§ **Work to be completed**: Check each line of the records below and collect those holding "hair".

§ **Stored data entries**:
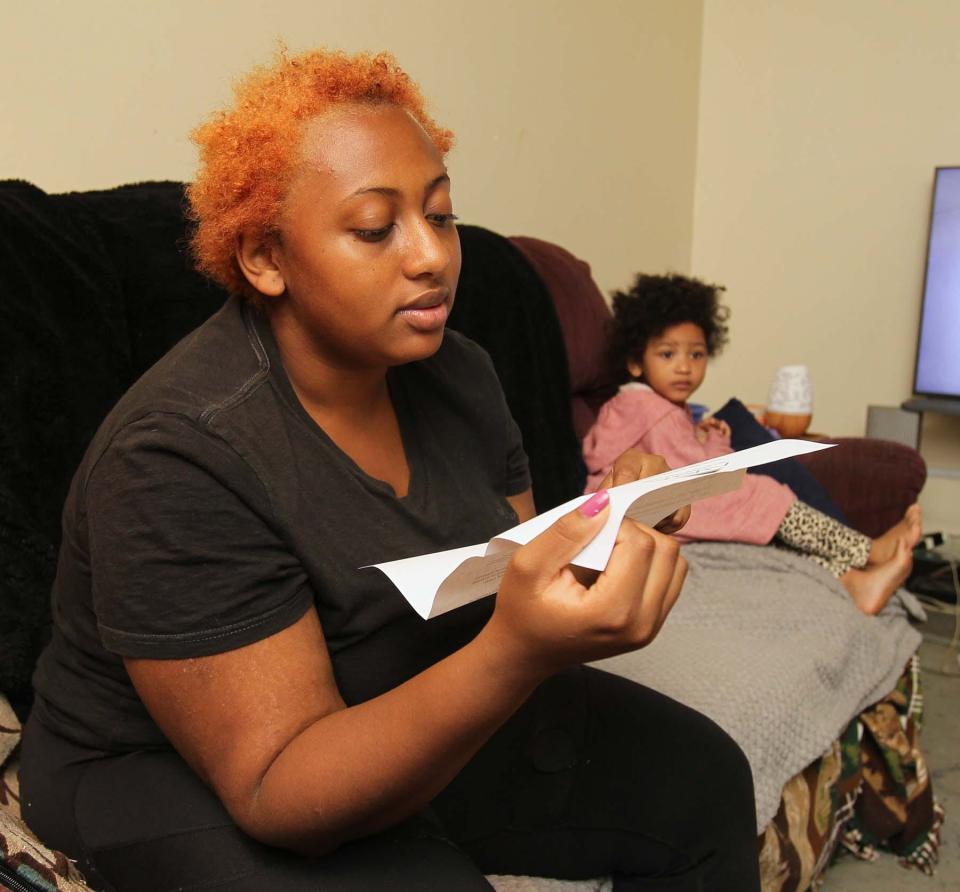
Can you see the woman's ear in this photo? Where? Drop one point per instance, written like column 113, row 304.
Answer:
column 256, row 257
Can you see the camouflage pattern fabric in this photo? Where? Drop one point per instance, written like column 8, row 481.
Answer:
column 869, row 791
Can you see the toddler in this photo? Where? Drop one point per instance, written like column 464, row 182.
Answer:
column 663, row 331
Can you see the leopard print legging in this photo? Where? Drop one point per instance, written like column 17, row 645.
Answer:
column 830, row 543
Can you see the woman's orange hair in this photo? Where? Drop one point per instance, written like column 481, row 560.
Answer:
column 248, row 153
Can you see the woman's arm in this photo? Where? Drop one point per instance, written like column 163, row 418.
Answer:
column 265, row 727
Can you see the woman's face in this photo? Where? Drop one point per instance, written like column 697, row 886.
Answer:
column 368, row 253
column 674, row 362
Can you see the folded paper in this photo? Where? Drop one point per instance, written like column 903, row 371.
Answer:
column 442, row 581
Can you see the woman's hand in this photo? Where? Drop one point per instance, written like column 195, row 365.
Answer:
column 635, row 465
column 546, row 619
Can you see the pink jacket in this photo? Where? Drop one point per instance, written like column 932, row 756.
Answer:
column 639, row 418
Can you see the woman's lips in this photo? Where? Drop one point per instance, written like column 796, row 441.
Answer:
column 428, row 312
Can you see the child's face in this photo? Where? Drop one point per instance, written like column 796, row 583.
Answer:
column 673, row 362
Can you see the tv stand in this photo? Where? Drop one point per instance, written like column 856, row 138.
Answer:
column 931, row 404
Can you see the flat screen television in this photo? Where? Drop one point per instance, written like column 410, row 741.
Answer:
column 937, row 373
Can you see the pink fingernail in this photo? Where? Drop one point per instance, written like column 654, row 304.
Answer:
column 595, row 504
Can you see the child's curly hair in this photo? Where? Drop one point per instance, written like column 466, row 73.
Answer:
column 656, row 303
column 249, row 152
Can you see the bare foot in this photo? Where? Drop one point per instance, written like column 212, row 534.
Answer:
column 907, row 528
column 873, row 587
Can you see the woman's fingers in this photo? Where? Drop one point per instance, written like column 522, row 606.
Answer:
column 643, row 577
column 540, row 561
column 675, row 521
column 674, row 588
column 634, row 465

§ **Result of the exercise**:
Can you see the woman's orange hair in this photo? Where? Drop one point per instance, written like column 481, row 560.
Can you see the child's curly hair in this photo? Where? Drop one point per instance, written like column 466, row 73.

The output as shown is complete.